-- Source records --

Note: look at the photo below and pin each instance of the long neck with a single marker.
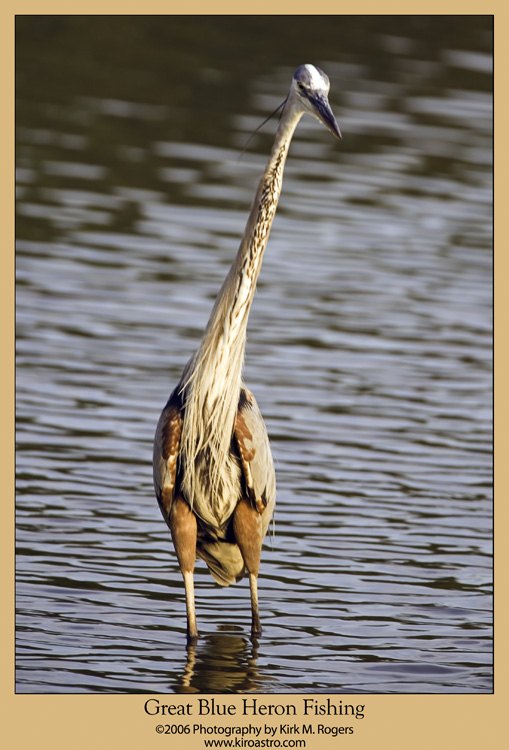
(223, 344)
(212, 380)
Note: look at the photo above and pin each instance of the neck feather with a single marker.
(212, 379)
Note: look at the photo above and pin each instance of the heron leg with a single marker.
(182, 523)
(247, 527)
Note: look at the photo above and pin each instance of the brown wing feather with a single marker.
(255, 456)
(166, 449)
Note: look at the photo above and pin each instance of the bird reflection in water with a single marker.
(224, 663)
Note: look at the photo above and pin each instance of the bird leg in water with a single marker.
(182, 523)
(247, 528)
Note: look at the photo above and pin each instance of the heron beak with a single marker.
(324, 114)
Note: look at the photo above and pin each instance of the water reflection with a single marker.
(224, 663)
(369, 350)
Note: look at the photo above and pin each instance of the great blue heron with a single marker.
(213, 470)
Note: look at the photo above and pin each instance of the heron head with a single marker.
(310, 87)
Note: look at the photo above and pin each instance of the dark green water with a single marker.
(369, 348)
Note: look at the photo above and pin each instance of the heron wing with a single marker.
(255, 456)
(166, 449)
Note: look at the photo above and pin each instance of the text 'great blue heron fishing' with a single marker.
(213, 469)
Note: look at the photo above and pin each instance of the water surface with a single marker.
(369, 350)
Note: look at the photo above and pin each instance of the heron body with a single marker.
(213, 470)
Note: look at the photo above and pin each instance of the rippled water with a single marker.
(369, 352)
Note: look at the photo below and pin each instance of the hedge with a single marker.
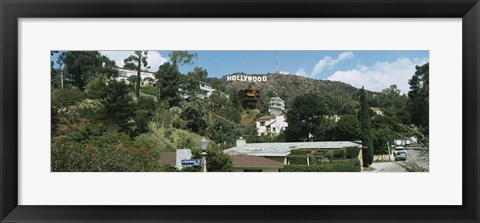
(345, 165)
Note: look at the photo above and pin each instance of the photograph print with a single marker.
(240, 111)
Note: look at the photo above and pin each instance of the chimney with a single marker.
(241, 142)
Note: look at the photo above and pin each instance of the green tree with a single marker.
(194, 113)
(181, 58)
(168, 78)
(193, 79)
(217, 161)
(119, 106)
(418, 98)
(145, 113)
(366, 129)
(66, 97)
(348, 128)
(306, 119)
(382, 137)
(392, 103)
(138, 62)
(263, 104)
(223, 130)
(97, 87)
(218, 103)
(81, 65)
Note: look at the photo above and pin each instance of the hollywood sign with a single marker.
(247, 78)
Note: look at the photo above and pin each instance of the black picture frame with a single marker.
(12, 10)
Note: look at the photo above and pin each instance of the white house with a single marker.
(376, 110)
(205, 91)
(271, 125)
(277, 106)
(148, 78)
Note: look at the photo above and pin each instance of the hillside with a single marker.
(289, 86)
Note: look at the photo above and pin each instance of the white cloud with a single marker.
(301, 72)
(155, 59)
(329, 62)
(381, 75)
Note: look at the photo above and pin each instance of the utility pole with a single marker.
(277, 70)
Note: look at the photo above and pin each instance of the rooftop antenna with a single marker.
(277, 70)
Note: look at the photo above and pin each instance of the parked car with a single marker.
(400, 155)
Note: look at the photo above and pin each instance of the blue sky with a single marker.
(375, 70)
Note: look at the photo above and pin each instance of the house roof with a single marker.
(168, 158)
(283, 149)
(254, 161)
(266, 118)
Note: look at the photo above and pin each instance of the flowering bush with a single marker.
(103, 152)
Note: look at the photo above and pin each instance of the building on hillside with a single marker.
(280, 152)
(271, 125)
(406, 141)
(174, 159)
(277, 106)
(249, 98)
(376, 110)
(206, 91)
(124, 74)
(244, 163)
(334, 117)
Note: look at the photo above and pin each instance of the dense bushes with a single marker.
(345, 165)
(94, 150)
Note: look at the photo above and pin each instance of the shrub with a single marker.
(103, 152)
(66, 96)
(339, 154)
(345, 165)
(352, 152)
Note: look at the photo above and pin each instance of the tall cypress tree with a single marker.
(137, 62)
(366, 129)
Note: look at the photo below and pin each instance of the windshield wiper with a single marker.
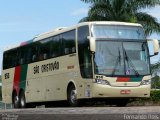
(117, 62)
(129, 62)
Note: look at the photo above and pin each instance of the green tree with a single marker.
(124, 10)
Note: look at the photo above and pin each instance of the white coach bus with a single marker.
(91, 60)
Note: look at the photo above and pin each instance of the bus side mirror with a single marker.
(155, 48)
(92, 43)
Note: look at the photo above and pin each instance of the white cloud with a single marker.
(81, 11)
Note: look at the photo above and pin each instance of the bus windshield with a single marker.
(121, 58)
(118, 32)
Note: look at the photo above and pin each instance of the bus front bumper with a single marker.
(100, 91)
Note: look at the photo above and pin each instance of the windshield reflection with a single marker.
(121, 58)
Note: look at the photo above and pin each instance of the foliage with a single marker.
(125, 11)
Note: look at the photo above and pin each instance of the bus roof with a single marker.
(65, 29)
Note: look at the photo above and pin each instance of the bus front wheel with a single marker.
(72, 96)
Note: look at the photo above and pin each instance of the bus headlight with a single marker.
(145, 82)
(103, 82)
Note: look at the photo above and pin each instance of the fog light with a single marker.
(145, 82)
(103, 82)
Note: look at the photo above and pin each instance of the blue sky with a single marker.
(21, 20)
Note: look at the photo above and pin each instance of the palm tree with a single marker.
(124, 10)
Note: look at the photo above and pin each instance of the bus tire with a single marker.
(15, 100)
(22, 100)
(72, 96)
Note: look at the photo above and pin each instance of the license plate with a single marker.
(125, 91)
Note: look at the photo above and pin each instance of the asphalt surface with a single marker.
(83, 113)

* * *

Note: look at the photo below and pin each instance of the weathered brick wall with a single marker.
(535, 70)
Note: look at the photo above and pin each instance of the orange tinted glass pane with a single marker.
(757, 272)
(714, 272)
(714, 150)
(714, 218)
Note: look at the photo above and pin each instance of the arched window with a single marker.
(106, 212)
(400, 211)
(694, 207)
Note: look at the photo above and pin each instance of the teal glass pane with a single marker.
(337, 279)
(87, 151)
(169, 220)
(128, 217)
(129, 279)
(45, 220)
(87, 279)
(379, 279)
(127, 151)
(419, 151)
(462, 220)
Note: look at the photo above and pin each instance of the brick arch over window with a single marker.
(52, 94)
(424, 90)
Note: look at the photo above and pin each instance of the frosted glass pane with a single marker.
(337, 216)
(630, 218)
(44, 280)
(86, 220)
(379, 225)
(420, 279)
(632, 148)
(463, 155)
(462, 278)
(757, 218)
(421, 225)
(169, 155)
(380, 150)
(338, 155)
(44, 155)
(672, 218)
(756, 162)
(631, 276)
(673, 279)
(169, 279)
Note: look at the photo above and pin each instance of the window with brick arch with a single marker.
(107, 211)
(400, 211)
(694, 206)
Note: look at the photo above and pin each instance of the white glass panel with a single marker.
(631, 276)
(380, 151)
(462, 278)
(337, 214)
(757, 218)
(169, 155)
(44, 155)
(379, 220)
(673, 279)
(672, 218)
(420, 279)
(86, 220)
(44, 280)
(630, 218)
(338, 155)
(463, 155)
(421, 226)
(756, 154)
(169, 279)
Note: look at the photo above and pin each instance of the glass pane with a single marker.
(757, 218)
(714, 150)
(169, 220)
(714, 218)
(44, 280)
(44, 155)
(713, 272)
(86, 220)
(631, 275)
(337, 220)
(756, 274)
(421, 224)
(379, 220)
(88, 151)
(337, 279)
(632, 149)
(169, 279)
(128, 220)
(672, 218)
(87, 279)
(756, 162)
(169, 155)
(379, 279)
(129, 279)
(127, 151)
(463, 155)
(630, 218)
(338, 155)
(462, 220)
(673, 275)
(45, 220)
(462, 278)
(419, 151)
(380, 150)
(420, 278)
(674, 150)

-- Your objective --
Please find every line in the rows above that contains the string "front" and copy each one out, treating uppercase and lowercase as different.

-- Answer for the task --
Note: look at the photo above and pin each instance of the bus front bumper with a single marker.
Note: look at the photo above and pin each instance of the bus front wheel with a single marker.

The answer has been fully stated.